Given task: Retype every one of the following records line by line, keeping each character unchanged.

Boundary labeling records:
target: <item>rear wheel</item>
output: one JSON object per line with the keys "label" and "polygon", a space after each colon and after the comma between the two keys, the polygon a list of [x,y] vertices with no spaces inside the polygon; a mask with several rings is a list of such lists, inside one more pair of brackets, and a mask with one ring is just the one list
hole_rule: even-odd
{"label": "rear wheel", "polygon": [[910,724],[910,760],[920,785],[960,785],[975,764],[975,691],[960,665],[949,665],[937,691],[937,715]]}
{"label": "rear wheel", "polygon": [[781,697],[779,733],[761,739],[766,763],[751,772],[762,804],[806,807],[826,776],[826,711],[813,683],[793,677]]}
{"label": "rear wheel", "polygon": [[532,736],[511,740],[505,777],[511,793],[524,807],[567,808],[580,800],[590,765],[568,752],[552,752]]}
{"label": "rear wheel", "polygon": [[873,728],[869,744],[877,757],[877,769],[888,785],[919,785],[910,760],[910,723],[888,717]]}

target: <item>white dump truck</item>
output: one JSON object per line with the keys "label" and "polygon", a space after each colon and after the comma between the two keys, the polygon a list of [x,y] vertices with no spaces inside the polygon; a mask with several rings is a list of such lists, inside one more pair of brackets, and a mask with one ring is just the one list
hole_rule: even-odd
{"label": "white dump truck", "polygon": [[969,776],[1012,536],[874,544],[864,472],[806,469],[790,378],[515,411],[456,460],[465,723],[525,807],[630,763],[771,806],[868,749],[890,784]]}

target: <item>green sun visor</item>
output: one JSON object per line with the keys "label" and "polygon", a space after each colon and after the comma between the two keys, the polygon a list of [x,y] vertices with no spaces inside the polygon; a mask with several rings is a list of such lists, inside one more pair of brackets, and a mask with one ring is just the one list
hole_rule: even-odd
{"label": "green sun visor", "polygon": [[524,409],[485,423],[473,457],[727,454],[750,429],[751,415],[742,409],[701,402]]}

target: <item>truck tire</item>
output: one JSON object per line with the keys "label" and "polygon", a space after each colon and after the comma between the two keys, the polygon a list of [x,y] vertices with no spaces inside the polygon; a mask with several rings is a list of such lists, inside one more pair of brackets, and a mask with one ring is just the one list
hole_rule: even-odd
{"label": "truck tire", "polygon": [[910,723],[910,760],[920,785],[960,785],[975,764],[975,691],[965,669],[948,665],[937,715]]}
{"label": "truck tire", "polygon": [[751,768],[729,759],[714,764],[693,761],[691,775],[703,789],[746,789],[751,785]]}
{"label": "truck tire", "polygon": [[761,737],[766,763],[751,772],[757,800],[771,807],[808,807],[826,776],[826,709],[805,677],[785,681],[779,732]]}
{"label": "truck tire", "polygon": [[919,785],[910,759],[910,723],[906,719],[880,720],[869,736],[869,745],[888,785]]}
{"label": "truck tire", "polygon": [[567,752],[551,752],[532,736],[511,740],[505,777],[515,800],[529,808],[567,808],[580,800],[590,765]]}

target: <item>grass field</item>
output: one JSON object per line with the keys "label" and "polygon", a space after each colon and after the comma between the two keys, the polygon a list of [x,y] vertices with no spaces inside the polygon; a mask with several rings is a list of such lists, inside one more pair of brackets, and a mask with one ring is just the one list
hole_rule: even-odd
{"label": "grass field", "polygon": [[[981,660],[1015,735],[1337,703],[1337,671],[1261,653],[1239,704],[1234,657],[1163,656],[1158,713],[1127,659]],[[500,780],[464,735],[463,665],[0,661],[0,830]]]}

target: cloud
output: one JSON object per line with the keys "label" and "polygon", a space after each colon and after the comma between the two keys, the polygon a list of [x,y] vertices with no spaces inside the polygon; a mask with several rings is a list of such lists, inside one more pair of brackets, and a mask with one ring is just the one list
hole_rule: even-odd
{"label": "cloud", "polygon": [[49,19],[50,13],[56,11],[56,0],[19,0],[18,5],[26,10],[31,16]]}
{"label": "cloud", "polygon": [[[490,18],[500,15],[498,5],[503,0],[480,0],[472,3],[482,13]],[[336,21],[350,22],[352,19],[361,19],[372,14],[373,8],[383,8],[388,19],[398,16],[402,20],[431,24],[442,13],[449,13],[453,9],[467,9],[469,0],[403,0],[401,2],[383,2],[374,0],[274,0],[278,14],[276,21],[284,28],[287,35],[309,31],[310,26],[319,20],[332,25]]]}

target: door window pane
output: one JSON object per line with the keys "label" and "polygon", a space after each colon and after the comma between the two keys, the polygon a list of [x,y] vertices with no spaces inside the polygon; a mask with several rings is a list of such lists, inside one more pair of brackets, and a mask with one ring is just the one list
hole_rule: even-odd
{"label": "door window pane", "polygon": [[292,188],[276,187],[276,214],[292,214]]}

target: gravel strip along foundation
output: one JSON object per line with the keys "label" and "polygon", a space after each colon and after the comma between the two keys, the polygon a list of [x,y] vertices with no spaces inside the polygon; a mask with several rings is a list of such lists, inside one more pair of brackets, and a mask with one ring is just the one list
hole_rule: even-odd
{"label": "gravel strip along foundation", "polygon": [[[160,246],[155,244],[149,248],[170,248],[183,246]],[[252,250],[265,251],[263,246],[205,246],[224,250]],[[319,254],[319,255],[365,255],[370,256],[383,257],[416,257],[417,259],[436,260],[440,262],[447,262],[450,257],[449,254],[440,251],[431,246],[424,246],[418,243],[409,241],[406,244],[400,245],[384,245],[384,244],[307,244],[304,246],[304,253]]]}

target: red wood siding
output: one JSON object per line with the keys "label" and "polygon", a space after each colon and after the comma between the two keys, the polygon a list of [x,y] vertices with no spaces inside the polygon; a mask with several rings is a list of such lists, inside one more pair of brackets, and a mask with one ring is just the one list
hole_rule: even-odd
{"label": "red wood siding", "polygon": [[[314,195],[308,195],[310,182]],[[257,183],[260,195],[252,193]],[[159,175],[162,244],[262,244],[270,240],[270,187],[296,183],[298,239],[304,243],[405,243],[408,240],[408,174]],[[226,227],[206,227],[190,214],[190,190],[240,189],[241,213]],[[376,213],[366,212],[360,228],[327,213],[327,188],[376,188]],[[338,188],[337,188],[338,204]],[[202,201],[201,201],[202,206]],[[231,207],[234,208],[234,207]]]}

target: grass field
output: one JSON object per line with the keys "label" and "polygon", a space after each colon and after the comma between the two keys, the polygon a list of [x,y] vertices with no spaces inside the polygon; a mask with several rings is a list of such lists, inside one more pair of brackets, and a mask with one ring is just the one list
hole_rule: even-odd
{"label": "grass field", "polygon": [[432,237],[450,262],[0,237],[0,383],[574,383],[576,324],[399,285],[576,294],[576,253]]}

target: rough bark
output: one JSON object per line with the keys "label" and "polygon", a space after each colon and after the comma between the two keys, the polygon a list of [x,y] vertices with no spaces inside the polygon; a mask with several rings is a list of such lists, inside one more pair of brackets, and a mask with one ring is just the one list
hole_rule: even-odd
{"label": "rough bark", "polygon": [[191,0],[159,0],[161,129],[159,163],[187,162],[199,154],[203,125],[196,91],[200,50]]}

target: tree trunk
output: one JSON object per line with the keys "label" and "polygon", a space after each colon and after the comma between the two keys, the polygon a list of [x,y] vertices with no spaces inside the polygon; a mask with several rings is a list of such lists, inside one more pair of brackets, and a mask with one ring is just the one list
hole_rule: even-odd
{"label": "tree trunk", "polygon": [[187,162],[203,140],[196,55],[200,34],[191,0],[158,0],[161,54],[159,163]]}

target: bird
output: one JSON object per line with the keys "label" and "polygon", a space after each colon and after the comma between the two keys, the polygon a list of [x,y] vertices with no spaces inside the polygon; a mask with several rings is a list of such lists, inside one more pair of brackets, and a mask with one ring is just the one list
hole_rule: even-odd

Answer to this task:
target: <item>rear wheel</item>
output: one JSON object per line with the keys "label" and "polygon", a space after each colon and after the comma between the two keys, the polygon a list of [x,y] vertices with no spaces inside the polygon; a mask with several rings is a list of such lists, inside one more pair of brackets, and a mask with one ring is just the one list
hole_rule: even-odd
{"label": "rear wheel", "polygon": [[910,724],[910,760],[920,785],[960,785],[975,764],[975,691],[960,665],[949,665],[937,691],[937,715]]}
{"label": "rear wheel", "polygon": [[781,697],[779,733],[761,739],[766,763],[751,772],[762,804],[806,807],[826,776],[826,711],[813,683],[793,677]]}
{"label": "rear wheel", "polygon": [[532,736],[511,740],[505,777],[511,793],[524,807],[567,808],[580,800],[590,765],[568,752],[552,752]]}
{"label": "rear wheel", "polygon": [[873,728],[869,744],[877,757],[877,769],[888,785],[919,785],[910,760],[910,723],[888,717]]}

target: <item>white dump truck</item>
output: one JSON object per line with the keys "label" and "polygon", a space after each colon and after the comma between the two keys, the polygon a list of [x,y] vertices with no spaces inside the polygon; a mask with several rings is a list of such lists, inside one more pair of brackets, and a mask with one ring is just the one list
hole_rule: even-odd
{"label": "white dump truck", "polygon": [[969,776],[1012,536],[874,544],[864,472],[806,469],[790,378],[515,411],[456,460],[465,723],[525,807],[630,763],[771,806],[868,749],[890,784]]}

target: <item>green sun visor</item>
output: one JSON object per line with the keys "label" and "polygon", a space after each colon and after the comma between the two keys, the polygon a list of [x,y] vertices with no spaces inside the polygon; a mask with several rings is a list of such lists, inside one more pair of brackets, and a mask with one ring is just the one list
hole_rule: even-odd
{"label": "green sun visor", "polygon": [[524,409],[485,423],[473,457],[727,454],[750,429],[751,415],[742,409],[701,402]]}

target: <item>truck tire</item>
output: one JSON object per line with the keys "label" and "polygon", a space after each colon and after the comma between the two keys, the polygon a list of [x,y] vertices with no spaces inside the polygon; a mask with several rings is a list of such lists, inside one more pair of brackets, and a mask with one ring is just the one list
hole_rule: even-odd
{"label": "truck tire", "polygon": [[910,723],[910,760],[920,785],[960,785],[975,764],[975,691],[965,669],[948,665],[937,715]]}
{"label": "truck tire", "polygon": [[751,768],[729,759],[714,764],[693,761],[691,775],[703,789],[746,789],[751,785]]}
{"label": "truck tire", "polygon": [[761,737],[766,763],[751,772],[757,800],[771,807],[808,807],[826,776],[826,709],[805,677],[785,681],[779,732]]}
{"label": "truck tire", "polygon": [[919,785],[910,759],[910,723],[906,719],[880,720],[869,736],[869,745],[888,785]]}
{"label": "truck tire", "polygon": [[567,752],[551,752],[532,736],[511,740],[505,777],[515,800],[529,808],[567,808],[580,800],[590,765]]}

target: <item>grass field</item>
output: one JSON object per line with the keys "label" and "polygon", a space after each colon and after the comma between the two keys, the polygon a list of [x,y] vertices with no spaces inside the polygon; a mask with several rings is a list of such lists, inside one more pair of brackets, and a mask with one ring is just the one list
hole_rule: even-odd
{"label": "grass field", "polygon": [[[981,660],[1015,735],[1337,703],[1337,671],[1261,653],[1239,704],[1234,657],[1163,656],[1158,713],[1127,659]],[[500,780],[464,735],[463,665],[0,661],[0,830]]]}

target: cloud
output: one JSON object per line with the keys "label" and "polygon", a space after each colon and after the comma between the two keys, the polygon a list of [x,y] vertices with no spaces inside the polygon; a mask with several rings is a list of such lists, inside one more pair of brackets, and a mask with one ring is just the one list
hole_rule: even-odd
{"label": "cloud", "polygon": [[49,19],[50,13],[56,11],[56,0],[19,0],[18,5],[26,10],[31,16]]}
{"label": "cloud", "polygon": [[[490,18],[500,15],[498,5],[503,0],[480,0],[472,3],[482,13]],[[336,21],[350,22],[352,19],[361,19],[372,14],[373,8],[383,8],[388,19],[398,16],[402,20],[431,24],[442,13],[449,13],[453,9],[467,9],[469,0],[403,0],[401,2],[383,2],[374,0],[274,0],[278,14],[276,21],[284,28],[287,35],[309,31],[310,26],[319,20],[332,25]]]}

target: door window pane
output: one JSON object per line with the keys "label" and "polygon", a space after each colon and after the comma between the two keys, the polygon a list of [x,y] vertices with no spaces inside the polygon; a mask with several rings is a list of such lists, inside one more pair of brackets, and a mask with one ring is just the one list
hole_rule: even-odd
{"label": "door window pane", "polygon": [[292,188],[276,187],[276,214],[292,214]]}

target: gravel strip along foundation
output: one JSON object per line with the keys "label" and "polygon", a space after each colon and after the comma between the two keys, the polygon a list of [x,y] vertices with no spaces inside the polygon; a mask with several rings is a list of such lists, inside one more pair of brackets, and a mask with one ring is just the one list
hole_rule: even-odd
{"label": "gravel strip along foundation", "polygon": [[[160,246],[155,244],[149,248],[170,248],[183,246]],[[252,250],[265,251],[263,246],[205,246],[224,250]],[[319,254],[319,255],[365,255],[370,256],[383,257],[416,257],[417,259],[436,260],[440,262],[447,262],[450,257],[449,254],[440,251],[431,246],[424,246],[418,243],[409,241],[406,244],[400,245],[384,245],[384,244],[307,244],[304,246],[304,253]]]}

target: red wood siding
output: one JSON object per line with the keys "label" and "polygon", a space after each colon and after the comma between the two keys, the polygon a list of [x,y] vertices with no spaces inside the polygon; a mask with several rings is a list of such lists, inside one more pair of brackets, and a mask with one ring is just the one list
hole_rule: even-odd
{"label": "red wood siding", "polygon": [[[314,195],[308,195],[310,182]],[[257,183],[260,195],[252,193]],[[159,175],[162,244],[262,244],[270,240],[270,187],[296,183],[298,239],[304,243],[405,243],[408,240],[408,174]],[[226,227],[206,227],[190,214],[190,190],[240,189],[241,213]],[[376,213],[366,212],[360,228],[327,213],[327,188],[376,188]],[[338,188],[337,188],[338,204]],[[202,201],[201,201],[202,206]],[[231,207],[234,208],[234,207]]]}

target: grass field
output: one JSON object per line with the keys "label" and "polygon", a space after each colon and after the comma between the two keys, the polygon a list of [x,y] vertices with no spaces inside the polygon; a mask with several rings is a list of such lists, inside one more pair of brackets, and a mask with one ring is just the one list
hole_rule: even-odd
{"label": "grass field", "polygon": [[432,237],[450,262],[0,237],[0,383],[574,383],[576,324],[399,285],[576,294],[576,253]]}

target: rough bark
output: one JSON object per line with the keys "label" and "polygon", a space after each colon and after the comma between the two keys, the polygon a list of [x,y] vertices with no spaces inside the polygon; a mask with several rings is a list of such lists, inside one more pair of brackets, and a mask with one ring is just the one list
hole_rule: even-odd
{"label": "rough bark", "polygon": [[191,0],[159,0],[161,129],[159,163],[187,162],[199,154],[203,125],[196,91],[200,50]]}

target: tree trunk
output: one JSON object per line with the keys "label" and "polygon", a space after each colon and after the comma between the two keys, the polygon a list of [x,y] vertices with no spaces inside the polygon; a mask with several rings is a list of such lists, inside one more pair of brackets, and a mask with one ring is just the one list
hole_rule: even-odd
{"label": "tree trunk", "polygon": [[187,162],[203,140],[196,55],[200,34],[191,0],[158,0],[161,54],[159,163]]}

target: bird
output: one JSON object per line with the keys "label" and "polygon", a space after each colon and after the comma between the two keys, the polygon a list of [x,y] vertices with no spaces inside the polygon; a mask with several rings is a list of such lists, inside one more pair of brackets, and a mask with one ring is just the one list
hole_rule: even-odd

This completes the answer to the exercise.